Natural language region descriptions

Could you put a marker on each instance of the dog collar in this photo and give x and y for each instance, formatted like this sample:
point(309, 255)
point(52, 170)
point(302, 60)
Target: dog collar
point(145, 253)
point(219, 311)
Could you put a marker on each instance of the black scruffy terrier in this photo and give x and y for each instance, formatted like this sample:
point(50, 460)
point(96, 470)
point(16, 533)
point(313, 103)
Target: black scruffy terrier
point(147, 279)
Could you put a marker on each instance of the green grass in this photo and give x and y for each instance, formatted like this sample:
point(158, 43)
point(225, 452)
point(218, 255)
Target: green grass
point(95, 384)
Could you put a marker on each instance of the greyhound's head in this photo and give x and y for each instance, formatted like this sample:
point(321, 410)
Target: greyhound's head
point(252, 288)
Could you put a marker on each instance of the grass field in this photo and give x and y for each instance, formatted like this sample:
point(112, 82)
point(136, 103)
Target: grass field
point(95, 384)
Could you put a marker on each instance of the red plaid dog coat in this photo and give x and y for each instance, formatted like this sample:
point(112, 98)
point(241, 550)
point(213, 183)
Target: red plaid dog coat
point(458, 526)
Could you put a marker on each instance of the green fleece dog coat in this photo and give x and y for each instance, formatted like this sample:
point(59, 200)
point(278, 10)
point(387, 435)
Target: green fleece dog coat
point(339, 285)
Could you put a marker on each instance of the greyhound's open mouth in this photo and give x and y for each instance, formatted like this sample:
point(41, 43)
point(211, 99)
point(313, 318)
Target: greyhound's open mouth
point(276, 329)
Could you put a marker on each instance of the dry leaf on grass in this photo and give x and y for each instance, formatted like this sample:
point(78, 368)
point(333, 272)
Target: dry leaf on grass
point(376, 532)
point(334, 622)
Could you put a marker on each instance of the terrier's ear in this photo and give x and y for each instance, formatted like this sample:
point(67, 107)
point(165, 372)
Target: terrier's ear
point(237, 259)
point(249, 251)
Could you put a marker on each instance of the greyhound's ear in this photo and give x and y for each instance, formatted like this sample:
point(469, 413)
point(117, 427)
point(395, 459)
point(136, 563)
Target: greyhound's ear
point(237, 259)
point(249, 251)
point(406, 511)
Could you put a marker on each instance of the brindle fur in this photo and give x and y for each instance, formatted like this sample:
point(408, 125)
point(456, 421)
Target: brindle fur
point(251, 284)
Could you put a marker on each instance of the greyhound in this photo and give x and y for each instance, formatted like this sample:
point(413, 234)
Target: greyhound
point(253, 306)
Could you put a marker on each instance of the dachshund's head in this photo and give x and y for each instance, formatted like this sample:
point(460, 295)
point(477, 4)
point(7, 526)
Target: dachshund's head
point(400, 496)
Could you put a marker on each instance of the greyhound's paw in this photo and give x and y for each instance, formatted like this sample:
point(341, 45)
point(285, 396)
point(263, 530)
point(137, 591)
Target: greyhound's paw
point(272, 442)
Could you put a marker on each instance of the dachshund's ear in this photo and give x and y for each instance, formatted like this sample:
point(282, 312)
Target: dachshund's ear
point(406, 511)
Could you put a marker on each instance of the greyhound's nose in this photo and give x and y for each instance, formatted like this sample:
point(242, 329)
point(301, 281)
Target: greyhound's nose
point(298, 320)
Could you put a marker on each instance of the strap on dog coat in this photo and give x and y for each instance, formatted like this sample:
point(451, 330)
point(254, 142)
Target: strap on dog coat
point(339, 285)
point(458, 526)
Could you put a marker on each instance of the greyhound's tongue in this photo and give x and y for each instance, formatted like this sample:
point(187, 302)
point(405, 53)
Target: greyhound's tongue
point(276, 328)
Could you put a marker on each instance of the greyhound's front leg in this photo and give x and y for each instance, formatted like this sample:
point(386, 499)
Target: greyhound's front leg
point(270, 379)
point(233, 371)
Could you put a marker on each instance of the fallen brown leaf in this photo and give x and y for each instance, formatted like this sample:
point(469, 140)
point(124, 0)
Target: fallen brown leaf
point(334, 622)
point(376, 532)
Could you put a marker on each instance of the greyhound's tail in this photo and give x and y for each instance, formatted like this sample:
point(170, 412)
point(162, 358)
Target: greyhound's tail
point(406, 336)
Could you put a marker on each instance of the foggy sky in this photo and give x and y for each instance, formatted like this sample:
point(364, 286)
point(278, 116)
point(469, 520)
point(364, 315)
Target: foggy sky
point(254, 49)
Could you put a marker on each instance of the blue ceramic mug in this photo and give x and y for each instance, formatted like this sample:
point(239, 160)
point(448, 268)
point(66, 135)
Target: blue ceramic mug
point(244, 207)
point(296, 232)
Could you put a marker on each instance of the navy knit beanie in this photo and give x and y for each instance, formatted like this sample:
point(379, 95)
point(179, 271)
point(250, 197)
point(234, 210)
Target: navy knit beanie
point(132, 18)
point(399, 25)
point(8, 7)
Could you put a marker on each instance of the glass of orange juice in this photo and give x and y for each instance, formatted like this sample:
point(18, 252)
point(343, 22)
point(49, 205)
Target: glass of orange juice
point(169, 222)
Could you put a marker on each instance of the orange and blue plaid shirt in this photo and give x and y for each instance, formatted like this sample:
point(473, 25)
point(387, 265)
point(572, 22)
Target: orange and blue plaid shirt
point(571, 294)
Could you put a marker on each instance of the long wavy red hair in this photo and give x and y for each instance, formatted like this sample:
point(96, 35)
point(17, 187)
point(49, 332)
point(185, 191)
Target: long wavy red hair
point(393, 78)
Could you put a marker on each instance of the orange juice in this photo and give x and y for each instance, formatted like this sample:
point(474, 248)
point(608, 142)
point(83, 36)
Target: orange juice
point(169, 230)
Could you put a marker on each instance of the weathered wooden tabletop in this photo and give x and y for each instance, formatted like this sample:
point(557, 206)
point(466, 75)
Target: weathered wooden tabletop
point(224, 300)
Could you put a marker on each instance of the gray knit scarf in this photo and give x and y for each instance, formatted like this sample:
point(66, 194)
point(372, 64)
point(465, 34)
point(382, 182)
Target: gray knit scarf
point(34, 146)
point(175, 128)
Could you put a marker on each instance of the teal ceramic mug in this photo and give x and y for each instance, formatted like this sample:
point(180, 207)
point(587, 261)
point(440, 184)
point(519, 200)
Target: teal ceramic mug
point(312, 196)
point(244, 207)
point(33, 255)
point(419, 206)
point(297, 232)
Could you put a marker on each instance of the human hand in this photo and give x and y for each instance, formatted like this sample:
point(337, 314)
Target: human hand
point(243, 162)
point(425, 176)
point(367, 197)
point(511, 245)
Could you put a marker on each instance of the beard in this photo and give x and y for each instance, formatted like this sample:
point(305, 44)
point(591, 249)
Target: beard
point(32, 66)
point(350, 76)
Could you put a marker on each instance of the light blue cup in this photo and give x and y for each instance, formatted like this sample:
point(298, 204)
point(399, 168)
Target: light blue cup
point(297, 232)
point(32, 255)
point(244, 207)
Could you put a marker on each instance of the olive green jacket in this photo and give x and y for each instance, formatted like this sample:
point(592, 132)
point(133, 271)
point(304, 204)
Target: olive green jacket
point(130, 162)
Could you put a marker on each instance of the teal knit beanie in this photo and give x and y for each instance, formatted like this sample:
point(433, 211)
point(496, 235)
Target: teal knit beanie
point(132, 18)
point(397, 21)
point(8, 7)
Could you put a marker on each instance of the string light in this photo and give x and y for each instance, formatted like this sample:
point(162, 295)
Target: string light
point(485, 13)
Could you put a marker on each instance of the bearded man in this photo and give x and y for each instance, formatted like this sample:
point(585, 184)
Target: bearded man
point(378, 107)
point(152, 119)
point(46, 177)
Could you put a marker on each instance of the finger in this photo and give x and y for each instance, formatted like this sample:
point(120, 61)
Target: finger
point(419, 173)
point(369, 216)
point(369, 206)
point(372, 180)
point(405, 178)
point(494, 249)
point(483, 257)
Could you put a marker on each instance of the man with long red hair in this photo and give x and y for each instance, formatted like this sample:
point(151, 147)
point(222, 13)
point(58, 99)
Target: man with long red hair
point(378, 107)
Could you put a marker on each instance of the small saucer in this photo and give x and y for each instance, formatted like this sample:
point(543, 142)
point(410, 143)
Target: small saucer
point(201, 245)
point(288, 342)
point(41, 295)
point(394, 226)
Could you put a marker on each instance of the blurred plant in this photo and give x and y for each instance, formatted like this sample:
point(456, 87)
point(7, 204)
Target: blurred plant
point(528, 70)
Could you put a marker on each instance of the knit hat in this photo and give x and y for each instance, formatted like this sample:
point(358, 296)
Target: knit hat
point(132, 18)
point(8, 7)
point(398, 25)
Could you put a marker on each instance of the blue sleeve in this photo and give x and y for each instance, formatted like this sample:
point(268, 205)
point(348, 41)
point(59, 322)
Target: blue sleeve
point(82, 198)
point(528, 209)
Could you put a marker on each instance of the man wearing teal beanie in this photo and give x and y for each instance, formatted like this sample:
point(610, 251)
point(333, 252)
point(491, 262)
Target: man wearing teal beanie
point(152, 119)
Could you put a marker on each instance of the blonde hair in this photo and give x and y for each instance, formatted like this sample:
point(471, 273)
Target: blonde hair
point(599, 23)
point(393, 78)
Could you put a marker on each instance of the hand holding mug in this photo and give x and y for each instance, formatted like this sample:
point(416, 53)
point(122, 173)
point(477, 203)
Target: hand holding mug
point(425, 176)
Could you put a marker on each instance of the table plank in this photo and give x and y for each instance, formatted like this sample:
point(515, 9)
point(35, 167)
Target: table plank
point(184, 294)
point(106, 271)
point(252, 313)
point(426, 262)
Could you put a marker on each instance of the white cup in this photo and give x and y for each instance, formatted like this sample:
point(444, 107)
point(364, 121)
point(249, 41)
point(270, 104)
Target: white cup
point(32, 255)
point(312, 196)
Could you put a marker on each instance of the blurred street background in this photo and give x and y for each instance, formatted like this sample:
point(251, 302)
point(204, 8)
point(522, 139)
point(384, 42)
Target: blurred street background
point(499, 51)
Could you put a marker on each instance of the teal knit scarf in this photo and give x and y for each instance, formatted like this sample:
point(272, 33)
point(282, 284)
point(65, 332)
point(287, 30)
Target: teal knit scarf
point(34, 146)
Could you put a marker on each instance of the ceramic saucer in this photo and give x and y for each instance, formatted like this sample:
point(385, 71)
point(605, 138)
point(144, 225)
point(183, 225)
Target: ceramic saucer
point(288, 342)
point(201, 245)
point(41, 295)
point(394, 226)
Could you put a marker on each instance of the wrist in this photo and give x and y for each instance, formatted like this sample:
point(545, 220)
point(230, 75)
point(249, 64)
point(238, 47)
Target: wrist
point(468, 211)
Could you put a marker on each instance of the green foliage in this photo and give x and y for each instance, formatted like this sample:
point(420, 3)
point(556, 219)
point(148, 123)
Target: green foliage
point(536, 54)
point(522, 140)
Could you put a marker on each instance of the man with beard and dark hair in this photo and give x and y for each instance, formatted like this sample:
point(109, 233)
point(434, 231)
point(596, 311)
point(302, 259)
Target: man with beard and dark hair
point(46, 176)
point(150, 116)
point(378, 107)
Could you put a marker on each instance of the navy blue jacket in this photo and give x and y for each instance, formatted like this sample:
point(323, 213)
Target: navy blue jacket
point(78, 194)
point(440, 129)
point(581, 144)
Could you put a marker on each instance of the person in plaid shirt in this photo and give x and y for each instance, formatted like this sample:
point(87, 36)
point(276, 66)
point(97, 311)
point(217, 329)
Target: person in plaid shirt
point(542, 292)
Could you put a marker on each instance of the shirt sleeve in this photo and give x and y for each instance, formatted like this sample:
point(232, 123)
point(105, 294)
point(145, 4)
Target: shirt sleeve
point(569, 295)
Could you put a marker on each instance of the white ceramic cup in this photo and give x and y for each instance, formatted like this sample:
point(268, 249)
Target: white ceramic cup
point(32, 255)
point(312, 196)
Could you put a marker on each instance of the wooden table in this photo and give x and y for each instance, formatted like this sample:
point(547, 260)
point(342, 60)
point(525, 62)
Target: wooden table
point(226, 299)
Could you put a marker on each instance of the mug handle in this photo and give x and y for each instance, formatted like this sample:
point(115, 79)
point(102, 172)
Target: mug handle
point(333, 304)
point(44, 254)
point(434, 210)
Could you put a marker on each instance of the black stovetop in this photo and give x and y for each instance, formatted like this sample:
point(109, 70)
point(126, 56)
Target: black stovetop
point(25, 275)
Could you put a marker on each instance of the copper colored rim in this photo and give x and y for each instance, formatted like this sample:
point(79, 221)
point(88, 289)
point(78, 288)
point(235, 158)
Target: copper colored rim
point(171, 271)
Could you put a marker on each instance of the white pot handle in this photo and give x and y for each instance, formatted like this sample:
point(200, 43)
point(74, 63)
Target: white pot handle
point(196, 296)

Action item:
Repeat the lines above, from the one containing "point(235, 158)" to the final line, word for word and with nothing else.

Output for this task:
point(235, 158)
Target: copper colored rim
point(171, 271)
Could you put a marker on each instance of the white pot handle in this photo and give x and y for each instance, formatted like this sample:
point(200, 43)
point(74, 63)
Target: white pot handle
point(196, 296)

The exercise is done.